- _Description of the task_: The lines of the records that include "approximate" should all be copied.
=== Dataset entries ===
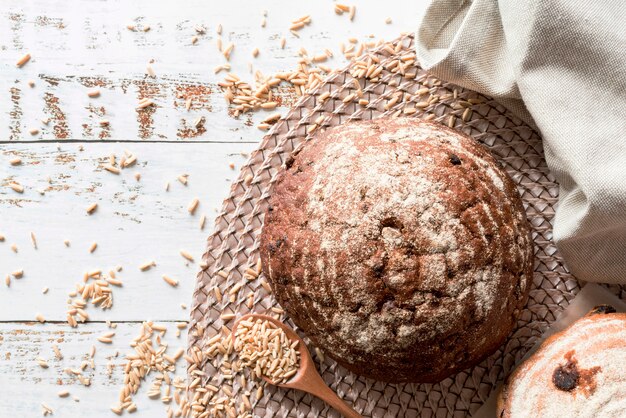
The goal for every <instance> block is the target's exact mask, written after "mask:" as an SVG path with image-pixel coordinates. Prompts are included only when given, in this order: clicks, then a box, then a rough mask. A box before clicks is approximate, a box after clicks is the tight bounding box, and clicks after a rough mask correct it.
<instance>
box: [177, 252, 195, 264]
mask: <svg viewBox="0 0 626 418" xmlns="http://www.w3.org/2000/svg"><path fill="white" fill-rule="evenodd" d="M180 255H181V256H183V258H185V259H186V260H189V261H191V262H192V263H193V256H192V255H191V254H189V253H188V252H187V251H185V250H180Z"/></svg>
===
=== Dataset entries ===
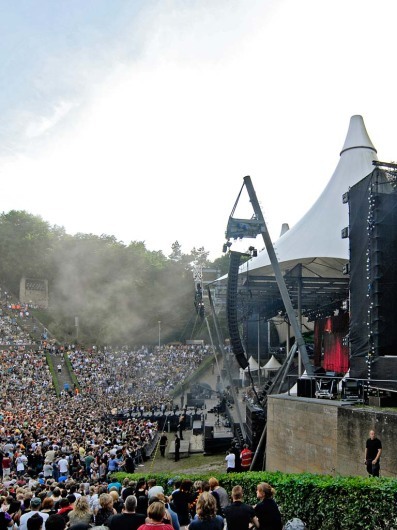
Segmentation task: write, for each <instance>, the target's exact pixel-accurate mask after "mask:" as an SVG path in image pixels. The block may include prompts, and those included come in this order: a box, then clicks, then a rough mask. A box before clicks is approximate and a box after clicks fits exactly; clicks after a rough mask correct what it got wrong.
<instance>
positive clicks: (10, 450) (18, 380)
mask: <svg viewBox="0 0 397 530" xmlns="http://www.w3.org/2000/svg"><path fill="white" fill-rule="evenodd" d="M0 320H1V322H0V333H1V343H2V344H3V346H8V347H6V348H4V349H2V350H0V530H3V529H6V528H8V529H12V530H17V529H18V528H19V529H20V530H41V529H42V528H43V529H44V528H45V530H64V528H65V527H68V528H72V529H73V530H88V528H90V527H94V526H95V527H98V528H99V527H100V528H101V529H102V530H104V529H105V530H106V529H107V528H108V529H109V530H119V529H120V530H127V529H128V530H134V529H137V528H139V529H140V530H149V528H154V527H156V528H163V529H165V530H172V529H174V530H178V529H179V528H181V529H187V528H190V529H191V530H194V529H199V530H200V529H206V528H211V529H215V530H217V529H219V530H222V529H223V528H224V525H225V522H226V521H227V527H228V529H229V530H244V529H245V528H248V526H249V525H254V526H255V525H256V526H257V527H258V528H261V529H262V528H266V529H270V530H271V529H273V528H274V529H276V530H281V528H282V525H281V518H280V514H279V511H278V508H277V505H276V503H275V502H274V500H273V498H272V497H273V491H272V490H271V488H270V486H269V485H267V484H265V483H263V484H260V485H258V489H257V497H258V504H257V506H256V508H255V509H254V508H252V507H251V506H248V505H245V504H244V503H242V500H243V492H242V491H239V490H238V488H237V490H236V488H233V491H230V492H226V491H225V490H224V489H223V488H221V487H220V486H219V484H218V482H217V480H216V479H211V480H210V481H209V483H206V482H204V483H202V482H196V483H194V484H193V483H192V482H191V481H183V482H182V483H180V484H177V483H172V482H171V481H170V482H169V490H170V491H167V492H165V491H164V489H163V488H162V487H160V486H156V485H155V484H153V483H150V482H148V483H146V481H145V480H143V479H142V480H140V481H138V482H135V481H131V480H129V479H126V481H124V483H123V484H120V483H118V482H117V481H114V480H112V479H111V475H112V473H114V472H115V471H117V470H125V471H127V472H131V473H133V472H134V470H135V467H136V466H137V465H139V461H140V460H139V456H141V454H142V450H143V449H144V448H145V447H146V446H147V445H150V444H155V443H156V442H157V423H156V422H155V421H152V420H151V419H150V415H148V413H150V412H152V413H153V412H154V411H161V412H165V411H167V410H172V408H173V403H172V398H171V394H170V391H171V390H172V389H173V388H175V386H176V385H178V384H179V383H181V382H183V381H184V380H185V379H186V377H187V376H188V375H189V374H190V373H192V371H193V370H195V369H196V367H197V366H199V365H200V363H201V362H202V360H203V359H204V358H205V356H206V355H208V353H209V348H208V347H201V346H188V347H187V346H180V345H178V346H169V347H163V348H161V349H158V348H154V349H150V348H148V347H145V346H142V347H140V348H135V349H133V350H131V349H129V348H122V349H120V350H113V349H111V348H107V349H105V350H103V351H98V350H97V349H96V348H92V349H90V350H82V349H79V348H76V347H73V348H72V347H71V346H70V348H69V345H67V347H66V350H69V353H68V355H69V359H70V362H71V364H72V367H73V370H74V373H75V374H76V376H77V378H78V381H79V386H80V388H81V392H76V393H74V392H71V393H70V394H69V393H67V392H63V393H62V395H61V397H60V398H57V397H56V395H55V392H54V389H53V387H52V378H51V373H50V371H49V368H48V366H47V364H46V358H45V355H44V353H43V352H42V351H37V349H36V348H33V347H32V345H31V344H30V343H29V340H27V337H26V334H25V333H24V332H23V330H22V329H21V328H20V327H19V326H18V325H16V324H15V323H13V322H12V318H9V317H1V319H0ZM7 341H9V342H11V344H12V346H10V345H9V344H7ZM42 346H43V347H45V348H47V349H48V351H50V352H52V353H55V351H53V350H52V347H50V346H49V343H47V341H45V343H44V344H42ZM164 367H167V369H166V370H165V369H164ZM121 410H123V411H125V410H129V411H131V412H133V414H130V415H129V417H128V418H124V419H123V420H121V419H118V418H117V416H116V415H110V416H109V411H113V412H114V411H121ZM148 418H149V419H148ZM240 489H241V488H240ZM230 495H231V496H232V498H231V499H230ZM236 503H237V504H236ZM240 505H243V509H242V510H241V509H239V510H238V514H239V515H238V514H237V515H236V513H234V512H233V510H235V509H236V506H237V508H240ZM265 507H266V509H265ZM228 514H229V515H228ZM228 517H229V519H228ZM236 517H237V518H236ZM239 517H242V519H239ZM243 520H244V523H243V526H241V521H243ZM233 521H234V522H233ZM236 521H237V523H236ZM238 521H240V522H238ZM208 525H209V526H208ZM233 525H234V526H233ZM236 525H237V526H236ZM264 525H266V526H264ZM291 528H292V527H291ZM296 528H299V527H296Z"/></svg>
===
- _Response for this exercise_:
The goal for every <instance> block is the target's exact mask, written after "mask:" as an SVG path with image-pixel coordinates. Prompts are included only when given, in this order: clicks, then a box, then a rough mask. A box before clicks is approximate, a box after clicks is the tight bounding box, and clicks after a rough mask correct it.
Segmentation task: write, for each <instance>, the target's exact pixel-accurate mask after "mask:" as an SVG path in image pixels. The block may include prompts, and those included come in this order: a box, then clicks, then a rough mask. A box before clicks is approximate and a box after clicks fits exactly; clicks after a rough mask correct what it got wrong.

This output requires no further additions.